TEXT FOR ANALYSIS ▸
※ ※ ※

In many cases, the farmer's blow is quite useful; however, when done in a group setting certain precautions should be taken. Considerate athletes look to see who is behind them before executing the move. Selfish and inconsiderate athletes don't care who catches the spray of their self-serving behavior.
What you can do about it: Politely inform inconsiderate athletes that practicing this behavior with no consideration for others is rude and inappropriate.
Gastrointestinal (G.I.) Distress3 of 7
There is nothing worse than being in the middle of a workout or a race and feeling your lower digestive tract become quite active. Gurgling noises and cramping mean you have little time to find a port-a-potty or public restroom.
It seems that more athletes are affected when doing high intensity workouts or races. Also, some women note that G.I. problems are more of a problem in the few days prior to and during menstruation.
What you can do about it: Frequent trips to the toilet can be minimized by watching diet in the day or so before hard workouts or races. If diarrhea is a continuous problem, consult your physician for possible remedies because you may be compromising your long-term health by not properly absorbing the nutrients from your food.
Saddle Sores4 of 7
These injuries can appear as red bumps or infected sores that look like a pimple. They can appear in the groin, upper leg and butt area. They can become an annoyance or develop into boil-type sore so intense that it forces you to take time off the bike and visit a doctor to drain the sore. A trip to the doctor often includes a round of antibiotic treatment.

※ ※ ※

EXERCISE DATA ▸
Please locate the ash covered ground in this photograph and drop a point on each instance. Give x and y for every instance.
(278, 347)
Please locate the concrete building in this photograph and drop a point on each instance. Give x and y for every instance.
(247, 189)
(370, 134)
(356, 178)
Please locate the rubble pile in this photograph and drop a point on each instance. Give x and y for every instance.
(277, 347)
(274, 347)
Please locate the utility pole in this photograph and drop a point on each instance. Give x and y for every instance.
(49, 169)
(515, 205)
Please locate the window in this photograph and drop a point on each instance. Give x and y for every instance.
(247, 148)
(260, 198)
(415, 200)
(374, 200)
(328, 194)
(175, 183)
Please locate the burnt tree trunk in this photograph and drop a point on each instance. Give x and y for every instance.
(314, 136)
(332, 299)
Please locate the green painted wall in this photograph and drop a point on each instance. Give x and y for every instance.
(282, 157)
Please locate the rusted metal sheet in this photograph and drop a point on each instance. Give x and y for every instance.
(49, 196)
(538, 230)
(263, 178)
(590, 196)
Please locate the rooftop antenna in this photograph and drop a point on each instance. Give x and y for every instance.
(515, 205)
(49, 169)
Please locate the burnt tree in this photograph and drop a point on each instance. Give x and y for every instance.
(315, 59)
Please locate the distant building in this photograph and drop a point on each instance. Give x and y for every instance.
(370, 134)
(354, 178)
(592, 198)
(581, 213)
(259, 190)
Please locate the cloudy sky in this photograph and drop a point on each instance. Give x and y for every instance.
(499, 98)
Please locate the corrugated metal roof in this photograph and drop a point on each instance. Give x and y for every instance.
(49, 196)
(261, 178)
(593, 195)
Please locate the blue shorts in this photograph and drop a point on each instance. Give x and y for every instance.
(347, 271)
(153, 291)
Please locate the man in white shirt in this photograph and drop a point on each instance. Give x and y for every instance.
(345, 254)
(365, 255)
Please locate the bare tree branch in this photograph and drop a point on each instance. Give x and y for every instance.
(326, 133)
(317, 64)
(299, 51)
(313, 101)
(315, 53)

※ ※ ※

YOUR TASK ▸ Can you set down the part of the text about athletes' training troubles that runs from "What you can do about it: Frequent" up to and including "from your food.", word for word? The rows have nothing to do with the text.

OUTPUT ▸
What you can do about it: Frequent trips to the toilet can be minimized by watching diet in the day or so before hard workouts or races. If diarrhea is a continuous problem, consult your physician for possible remedies because you may be compromising your long-term health by not properly absorbing the nutrients from your food.